How to complete this task
Check each line of the listing for the string "cactus". Copy those where it appears.

== Segment start ==

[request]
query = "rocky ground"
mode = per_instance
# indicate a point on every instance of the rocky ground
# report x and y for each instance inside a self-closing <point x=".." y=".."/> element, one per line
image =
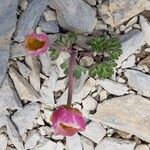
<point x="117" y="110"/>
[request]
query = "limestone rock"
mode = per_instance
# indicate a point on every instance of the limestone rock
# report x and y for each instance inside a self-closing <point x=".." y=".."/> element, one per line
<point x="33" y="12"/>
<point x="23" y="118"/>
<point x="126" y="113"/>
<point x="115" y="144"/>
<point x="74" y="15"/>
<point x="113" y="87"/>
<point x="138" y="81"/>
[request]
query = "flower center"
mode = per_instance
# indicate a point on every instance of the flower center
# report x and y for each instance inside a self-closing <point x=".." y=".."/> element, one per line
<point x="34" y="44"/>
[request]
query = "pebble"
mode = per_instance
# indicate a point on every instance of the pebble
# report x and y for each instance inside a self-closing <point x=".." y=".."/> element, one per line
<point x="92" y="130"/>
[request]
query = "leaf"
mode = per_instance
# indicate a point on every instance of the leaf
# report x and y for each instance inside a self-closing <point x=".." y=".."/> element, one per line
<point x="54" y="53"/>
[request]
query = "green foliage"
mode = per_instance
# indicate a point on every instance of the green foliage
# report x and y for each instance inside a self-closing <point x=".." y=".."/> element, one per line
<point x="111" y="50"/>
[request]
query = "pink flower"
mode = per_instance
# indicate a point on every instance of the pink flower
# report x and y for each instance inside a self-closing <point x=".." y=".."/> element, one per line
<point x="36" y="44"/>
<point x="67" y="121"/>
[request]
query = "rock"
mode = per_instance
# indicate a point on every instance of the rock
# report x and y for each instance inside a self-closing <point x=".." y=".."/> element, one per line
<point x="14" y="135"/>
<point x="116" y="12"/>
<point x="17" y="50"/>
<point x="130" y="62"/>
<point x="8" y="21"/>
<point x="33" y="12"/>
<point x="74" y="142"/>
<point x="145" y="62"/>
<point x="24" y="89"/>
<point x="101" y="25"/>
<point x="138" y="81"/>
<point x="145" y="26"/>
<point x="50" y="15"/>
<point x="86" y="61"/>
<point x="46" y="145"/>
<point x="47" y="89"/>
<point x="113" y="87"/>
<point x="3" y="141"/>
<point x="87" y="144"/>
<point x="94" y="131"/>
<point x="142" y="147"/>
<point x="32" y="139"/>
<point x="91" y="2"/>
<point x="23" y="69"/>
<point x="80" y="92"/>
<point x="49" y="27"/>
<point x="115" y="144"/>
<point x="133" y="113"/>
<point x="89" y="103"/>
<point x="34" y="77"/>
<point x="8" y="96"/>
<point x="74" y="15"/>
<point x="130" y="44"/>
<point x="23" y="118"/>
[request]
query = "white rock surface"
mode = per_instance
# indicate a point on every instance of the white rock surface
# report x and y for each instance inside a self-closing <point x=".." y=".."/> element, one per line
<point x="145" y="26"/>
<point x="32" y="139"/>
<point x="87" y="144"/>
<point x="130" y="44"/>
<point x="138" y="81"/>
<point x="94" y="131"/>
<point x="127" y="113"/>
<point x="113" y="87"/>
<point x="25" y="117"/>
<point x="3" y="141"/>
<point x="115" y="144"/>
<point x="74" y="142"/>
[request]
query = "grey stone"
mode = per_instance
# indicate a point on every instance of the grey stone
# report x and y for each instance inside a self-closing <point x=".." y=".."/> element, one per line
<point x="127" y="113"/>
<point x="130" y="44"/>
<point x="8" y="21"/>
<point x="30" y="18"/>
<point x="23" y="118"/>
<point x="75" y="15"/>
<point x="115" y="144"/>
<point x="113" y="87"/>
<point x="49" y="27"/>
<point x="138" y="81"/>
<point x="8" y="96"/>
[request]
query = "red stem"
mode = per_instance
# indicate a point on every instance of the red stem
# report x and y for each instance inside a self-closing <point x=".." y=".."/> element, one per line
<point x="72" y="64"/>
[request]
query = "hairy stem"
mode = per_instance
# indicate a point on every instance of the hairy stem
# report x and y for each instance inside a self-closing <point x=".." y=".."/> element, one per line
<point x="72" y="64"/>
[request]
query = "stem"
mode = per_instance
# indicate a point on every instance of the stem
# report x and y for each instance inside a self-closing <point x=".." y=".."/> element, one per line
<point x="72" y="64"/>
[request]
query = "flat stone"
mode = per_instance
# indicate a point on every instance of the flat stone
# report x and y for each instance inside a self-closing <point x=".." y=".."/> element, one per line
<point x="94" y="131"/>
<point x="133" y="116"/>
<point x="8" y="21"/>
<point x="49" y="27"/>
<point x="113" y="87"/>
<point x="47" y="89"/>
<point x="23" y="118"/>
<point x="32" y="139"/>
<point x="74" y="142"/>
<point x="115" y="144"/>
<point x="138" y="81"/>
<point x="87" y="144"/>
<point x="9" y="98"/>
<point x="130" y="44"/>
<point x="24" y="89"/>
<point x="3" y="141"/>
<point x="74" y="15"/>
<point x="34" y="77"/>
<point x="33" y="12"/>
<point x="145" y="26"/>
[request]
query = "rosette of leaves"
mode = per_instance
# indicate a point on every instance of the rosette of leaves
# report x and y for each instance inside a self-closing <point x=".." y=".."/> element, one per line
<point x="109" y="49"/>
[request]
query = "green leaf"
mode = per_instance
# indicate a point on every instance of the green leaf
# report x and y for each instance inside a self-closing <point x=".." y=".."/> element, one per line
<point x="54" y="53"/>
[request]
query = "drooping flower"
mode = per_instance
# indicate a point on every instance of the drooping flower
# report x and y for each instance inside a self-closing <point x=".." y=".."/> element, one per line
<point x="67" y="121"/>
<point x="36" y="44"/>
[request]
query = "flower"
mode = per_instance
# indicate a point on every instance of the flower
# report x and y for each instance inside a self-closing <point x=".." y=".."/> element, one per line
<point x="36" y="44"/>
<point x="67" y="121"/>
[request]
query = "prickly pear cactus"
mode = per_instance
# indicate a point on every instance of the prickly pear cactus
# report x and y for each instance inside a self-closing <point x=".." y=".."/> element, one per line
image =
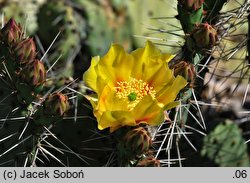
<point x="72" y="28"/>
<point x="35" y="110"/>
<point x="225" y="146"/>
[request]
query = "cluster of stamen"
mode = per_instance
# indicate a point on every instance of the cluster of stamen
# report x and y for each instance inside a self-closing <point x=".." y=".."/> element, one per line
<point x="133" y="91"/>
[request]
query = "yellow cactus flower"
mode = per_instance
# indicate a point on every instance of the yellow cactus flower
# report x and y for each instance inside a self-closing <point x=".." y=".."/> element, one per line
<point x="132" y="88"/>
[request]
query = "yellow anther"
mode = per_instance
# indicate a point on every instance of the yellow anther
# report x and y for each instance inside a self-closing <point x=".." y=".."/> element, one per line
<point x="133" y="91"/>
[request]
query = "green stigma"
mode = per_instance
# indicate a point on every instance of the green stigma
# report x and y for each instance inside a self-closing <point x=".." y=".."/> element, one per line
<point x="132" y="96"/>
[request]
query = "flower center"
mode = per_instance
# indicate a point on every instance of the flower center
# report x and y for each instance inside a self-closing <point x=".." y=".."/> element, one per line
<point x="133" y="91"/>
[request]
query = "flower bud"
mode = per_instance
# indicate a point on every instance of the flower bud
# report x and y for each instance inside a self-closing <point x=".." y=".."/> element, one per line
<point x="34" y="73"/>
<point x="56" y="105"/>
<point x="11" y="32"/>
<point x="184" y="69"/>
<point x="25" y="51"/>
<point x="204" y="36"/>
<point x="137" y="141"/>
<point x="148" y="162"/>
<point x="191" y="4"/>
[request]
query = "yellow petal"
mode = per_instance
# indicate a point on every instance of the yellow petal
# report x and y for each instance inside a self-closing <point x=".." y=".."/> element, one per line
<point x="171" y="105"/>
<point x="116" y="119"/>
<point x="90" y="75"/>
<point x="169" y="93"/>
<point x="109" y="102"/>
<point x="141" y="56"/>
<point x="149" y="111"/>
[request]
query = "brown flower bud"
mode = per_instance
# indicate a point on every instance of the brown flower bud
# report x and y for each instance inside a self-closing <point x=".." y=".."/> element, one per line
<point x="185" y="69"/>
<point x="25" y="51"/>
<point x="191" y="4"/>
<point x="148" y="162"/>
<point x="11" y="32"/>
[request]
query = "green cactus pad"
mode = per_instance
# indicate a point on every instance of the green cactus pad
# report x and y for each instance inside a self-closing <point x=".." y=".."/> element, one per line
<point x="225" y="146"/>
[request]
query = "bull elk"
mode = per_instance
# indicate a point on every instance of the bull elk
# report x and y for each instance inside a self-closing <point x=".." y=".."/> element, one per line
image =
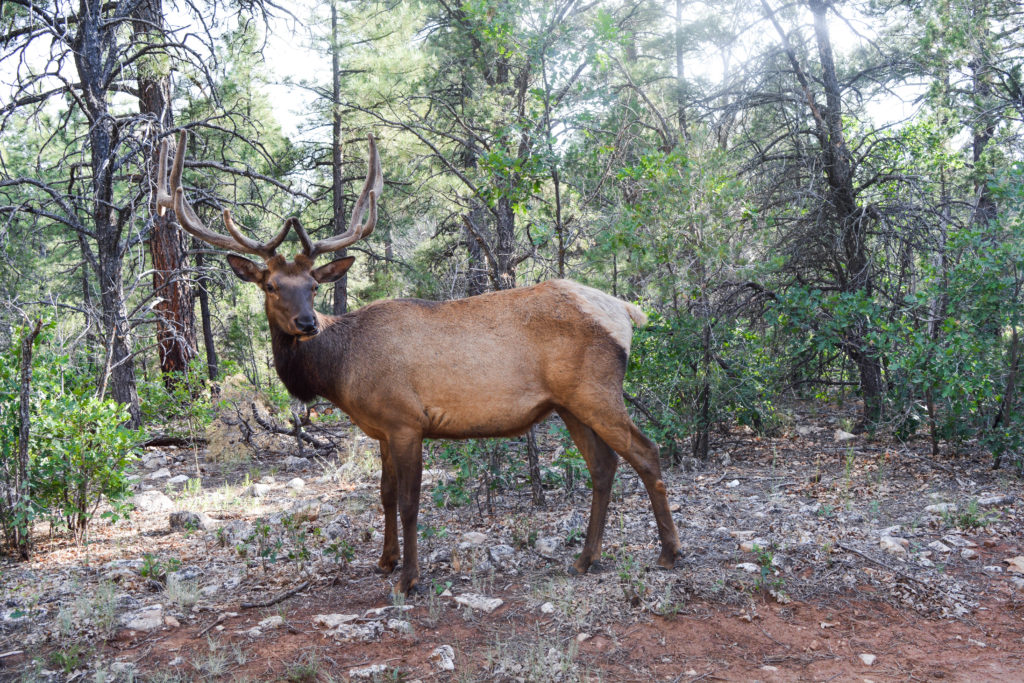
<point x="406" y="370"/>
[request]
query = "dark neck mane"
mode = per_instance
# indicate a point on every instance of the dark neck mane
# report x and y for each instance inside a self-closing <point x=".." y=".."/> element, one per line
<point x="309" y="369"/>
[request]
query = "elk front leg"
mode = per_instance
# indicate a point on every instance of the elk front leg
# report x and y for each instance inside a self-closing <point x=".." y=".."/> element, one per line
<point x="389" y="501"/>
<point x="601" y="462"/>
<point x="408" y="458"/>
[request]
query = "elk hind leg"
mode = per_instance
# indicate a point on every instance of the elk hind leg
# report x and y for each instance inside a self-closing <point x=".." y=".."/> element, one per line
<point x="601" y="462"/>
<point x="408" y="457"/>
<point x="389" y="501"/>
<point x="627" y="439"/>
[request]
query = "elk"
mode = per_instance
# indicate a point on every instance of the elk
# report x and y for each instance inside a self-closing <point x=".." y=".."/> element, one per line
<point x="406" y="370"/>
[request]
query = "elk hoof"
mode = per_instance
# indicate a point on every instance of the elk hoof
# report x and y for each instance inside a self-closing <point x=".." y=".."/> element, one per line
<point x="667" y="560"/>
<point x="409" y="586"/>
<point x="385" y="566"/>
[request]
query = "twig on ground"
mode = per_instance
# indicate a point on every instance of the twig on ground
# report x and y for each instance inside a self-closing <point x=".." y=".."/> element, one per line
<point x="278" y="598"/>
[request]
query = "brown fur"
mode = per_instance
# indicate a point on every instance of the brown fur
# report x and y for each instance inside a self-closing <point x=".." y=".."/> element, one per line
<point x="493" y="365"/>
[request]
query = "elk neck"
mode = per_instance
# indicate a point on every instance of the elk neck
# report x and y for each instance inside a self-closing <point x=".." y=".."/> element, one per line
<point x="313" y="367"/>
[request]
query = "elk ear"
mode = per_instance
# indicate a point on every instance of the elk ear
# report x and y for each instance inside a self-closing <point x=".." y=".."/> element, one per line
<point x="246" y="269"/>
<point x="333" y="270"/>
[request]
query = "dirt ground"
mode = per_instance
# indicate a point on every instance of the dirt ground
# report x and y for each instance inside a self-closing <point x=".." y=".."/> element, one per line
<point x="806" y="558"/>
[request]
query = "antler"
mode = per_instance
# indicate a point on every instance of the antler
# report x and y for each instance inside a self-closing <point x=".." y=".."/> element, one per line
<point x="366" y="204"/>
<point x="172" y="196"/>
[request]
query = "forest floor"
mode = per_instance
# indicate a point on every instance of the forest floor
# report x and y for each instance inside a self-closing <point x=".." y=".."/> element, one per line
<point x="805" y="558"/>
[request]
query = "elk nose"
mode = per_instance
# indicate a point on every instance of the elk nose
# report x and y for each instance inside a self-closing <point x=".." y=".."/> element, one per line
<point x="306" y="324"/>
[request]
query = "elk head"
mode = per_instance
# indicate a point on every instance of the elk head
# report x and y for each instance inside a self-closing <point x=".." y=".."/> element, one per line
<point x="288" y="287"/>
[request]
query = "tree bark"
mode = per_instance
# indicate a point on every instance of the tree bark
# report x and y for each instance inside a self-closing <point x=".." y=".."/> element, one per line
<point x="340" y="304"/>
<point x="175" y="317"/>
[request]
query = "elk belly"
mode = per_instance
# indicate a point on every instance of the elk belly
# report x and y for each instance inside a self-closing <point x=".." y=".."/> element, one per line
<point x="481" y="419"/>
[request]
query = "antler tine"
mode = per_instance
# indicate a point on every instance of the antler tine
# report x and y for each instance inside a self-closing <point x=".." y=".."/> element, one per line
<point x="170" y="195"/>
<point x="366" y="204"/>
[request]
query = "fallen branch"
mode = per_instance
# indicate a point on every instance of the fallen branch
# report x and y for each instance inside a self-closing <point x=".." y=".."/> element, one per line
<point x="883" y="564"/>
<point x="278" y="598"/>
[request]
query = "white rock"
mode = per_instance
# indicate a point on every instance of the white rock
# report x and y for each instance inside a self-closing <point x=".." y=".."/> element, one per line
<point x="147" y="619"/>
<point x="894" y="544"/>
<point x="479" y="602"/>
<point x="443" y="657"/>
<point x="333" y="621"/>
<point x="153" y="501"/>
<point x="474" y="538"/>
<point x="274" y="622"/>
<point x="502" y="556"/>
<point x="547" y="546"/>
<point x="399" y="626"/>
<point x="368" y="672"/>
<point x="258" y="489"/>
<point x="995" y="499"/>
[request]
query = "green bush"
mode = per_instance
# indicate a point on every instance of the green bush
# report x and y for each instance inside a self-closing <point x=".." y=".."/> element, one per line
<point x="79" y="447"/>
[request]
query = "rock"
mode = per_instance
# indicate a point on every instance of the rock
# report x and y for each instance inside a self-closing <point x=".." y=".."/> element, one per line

== Segment end ==

Final answer
query = "prickly pear cactus"
# indicate a point on every instance of the prickly pear cactus
query = "yellow cactus flower"
# indicate a point on every instance of the yellow cactus flower
query = "green cactus pad"
# indicate a point on every instance of the green cactus pad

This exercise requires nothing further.